_THE TASK_. Return every line in the rows below that contains the word "tree".

[Dataset excerpts on object pointing]
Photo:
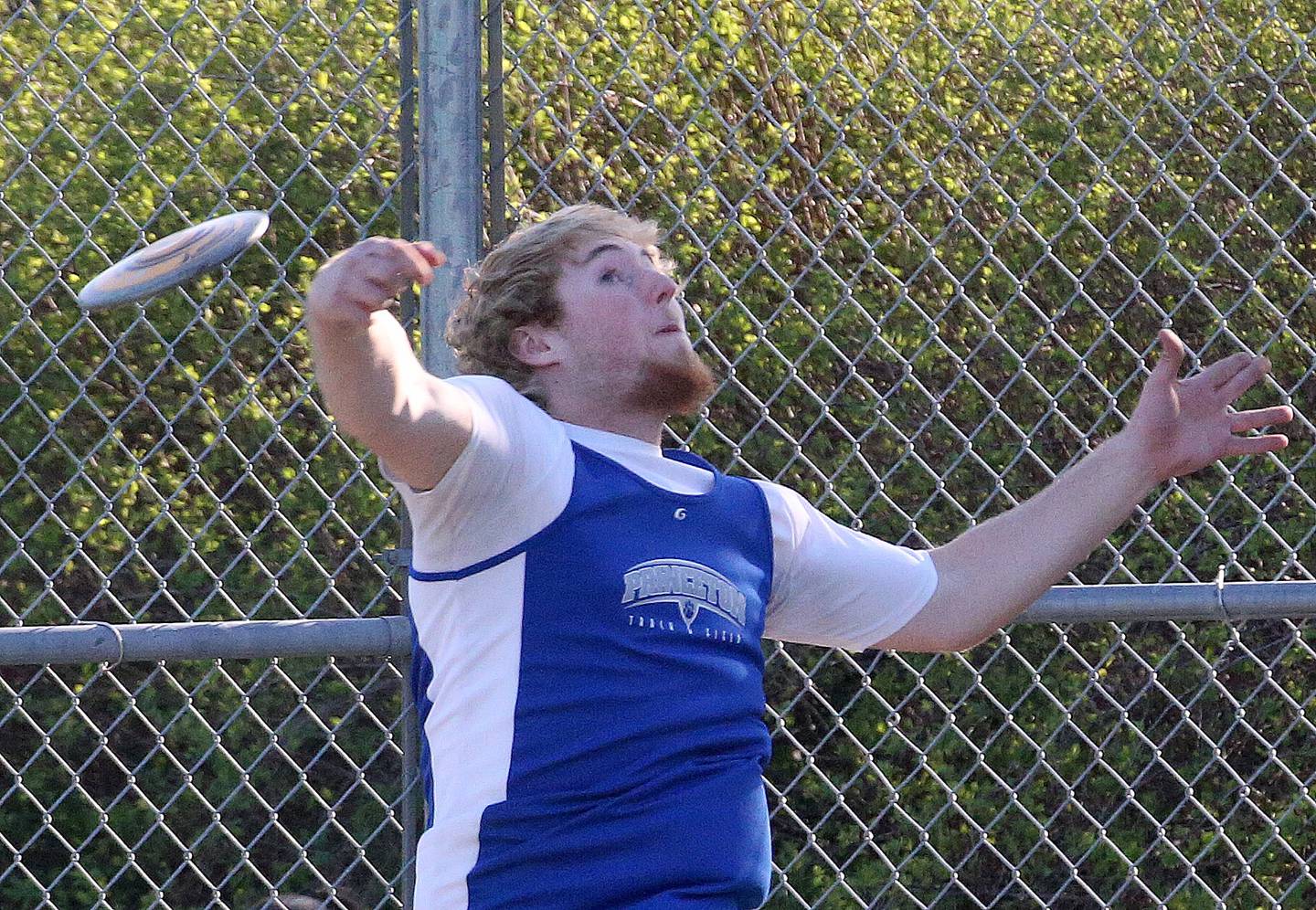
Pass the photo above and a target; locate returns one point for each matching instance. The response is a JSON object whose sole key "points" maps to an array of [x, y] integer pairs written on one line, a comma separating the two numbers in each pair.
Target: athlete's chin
{"points": [[674, 386]]}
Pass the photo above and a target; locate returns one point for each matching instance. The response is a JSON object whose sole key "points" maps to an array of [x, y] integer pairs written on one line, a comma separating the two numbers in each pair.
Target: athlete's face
{"points": [[622, 332]]}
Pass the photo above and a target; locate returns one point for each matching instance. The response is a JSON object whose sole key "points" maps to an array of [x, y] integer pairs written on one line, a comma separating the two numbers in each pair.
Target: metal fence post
{"points": [[451, 196]]}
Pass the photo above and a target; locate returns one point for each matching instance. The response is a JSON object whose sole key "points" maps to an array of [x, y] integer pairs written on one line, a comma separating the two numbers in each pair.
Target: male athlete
{"points": [[589, 608]]}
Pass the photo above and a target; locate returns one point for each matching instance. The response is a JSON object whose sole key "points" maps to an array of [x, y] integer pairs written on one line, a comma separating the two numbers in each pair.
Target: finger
{"points": [[1245, 379], [1256, 445], [433, 255], [1172, 358], [1247, 421], [1222, 371], [398, 269], [420, 267]]}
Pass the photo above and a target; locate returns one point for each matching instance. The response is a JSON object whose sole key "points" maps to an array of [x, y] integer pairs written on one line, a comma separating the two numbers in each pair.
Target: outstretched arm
{"points": [[371, 380], [993, 572]]}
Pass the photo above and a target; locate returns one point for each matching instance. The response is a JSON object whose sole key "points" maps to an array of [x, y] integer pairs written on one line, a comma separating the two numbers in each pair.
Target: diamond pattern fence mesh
{"points": [[928, 249]]}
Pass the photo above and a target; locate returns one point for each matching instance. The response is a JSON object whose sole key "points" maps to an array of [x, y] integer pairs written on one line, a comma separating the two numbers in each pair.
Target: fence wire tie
{"points": [[1220, 595]]}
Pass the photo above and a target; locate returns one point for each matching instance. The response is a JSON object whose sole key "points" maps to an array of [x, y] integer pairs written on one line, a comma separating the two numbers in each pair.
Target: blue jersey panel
{"points": [[639, 735]]}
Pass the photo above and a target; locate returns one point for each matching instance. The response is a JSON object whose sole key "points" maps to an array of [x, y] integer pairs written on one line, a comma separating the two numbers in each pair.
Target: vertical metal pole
{"points": [[409, 220], [498, 129], [451, 191]]}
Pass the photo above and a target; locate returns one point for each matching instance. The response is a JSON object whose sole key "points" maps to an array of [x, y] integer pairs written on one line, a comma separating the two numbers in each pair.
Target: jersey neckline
{"points": [[687, 458]]}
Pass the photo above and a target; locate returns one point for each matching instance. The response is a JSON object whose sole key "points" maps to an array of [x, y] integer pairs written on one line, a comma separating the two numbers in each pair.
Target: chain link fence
{"points": [[928, 249], [169, 461]]}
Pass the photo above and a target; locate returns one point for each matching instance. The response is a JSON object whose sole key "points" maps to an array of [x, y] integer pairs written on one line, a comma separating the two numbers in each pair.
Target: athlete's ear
{"points": [[536, 344]]}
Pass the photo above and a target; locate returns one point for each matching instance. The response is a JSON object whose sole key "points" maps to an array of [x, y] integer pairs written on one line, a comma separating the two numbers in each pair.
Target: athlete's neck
{"points": [[646, 428]]}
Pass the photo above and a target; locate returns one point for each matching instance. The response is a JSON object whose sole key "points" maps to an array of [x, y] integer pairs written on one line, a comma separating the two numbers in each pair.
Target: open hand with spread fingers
{"points": [[1183, 425], [370, 276]]}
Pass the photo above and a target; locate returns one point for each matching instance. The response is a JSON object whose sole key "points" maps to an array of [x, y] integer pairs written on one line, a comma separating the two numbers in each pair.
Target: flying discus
{"points": [[173, 260]]}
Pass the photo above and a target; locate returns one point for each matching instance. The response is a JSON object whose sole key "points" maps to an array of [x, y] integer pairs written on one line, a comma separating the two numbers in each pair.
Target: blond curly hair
{"points": [[515, 286]]}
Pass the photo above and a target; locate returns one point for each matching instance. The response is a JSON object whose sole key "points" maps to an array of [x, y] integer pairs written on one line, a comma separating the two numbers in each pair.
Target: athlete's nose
{"points": [[664, 288]]}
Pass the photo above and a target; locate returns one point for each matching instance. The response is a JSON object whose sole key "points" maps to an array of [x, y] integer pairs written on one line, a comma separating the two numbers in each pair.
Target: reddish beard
{"points": [[669, 386]]}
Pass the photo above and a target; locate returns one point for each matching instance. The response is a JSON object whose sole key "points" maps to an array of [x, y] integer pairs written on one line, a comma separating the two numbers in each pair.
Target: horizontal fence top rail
{"points": [[389, 637]]}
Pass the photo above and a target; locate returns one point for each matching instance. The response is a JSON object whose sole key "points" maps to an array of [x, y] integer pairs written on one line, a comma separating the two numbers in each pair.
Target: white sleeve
{"points": [[837, 587], [511, 481]]}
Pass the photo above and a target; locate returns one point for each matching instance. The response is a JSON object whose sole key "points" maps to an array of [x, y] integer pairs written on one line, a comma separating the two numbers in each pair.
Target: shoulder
{"points": [[502, 404]]}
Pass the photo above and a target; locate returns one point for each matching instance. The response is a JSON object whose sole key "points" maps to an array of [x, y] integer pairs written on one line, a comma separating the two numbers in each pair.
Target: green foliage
{"points": [[928, 249], [170, 461]]}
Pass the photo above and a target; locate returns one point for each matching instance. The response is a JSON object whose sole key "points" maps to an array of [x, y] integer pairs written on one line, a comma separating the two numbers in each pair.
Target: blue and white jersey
{"points": [[589, 670]]}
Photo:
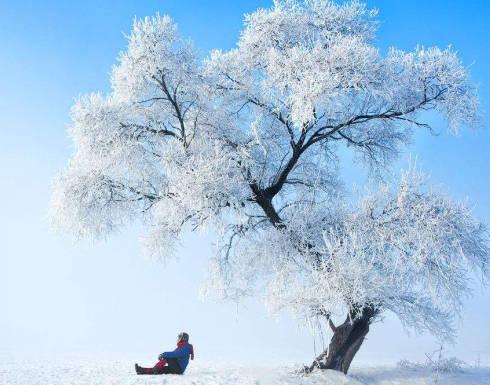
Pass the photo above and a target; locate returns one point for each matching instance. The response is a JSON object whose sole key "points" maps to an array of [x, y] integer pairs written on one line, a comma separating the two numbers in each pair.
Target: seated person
{"points": [[172, 362]]}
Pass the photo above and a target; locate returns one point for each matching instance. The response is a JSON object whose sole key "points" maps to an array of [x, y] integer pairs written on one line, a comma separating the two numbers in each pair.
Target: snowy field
{"points": [[122, 373]]}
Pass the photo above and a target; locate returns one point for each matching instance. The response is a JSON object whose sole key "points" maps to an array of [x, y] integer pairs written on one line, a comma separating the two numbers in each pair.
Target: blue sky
{"points": [[61, 298]]}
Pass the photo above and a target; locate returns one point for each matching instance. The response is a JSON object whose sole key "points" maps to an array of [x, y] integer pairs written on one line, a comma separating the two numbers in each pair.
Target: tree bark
{"points": [[345, 343]]}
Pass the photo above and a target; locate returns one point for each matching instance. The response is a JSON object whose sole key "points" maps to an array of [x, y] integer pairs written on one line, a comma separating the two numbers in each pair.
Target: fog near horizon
{"points": [[60, 298]]}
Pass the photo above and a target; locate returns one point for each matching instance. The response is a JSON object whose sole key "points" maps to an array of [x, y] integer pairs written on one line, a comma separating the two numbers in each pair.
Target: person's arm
{"points": [[177, 353]]}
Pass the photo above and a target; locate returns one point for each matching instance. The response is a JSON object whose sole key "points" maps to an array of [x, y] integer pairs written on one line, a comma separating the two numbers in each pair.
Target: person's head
{"points": [[183, 337]]}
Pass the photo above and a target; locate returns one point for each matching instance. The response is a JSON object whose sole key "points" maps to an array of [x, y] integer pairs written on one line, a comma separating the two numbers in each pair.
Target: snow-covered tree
{"points": [[246, 143]]}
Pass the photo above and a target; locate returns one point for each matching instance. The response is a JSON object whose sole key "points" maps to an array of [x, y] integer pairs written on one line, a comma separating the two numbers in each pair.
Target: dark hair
{"points": [[183, 337]]}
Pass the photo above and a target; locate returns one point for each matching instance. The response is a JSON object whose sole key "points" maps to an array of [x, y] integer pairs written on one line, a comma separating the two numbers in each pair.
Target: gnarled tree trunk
{"points": [[345, 343]]}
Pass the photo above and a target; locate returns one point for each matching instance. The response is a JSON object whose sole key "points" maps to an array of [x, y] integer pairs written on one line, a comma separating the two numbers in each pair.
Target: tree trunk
{"points": [[345, 343]]}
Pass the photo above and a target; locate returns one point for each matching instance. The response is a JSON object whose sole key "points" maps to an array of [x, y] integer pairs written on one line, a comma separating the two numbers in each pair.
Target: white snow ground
{"points": [[122, 373]]}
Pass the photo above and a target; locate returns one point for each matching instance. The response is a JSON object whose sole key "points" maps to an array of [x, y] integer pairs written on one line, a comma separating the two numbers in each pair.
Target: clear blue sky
{"points": [[58, 298]]}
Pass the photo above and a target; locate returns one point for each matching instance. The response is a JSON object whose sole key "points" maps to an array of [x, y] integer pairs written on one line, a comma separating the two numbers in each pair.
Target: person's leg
{"points": [[172, 367], [157, 369]]}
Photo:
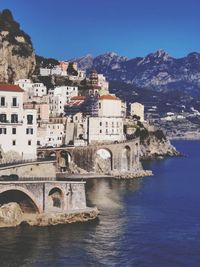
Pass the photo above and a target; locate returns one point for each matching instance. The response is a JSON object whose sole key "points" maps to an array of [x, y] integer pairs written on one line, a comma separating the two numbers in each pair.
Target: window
{"points": [[3, 130], [3, 118], [3, 101], [14, 118], [29, 131], [29, 119], [14, 102]]}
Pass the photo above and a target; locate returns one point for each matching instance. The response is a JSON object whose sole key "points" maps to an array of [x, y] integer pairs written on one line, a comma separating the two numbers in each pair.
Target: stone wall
{"points": [[41, 169]]}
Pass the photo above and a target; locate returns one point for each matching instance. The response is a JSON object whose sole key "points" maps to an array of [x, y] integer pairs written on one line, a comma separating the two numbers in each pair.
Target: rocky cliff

_ANSWER BELOW_.
Target: tree bark
Target: snow-covered tree
Target: gnarled tree trunk
Target: tree trunk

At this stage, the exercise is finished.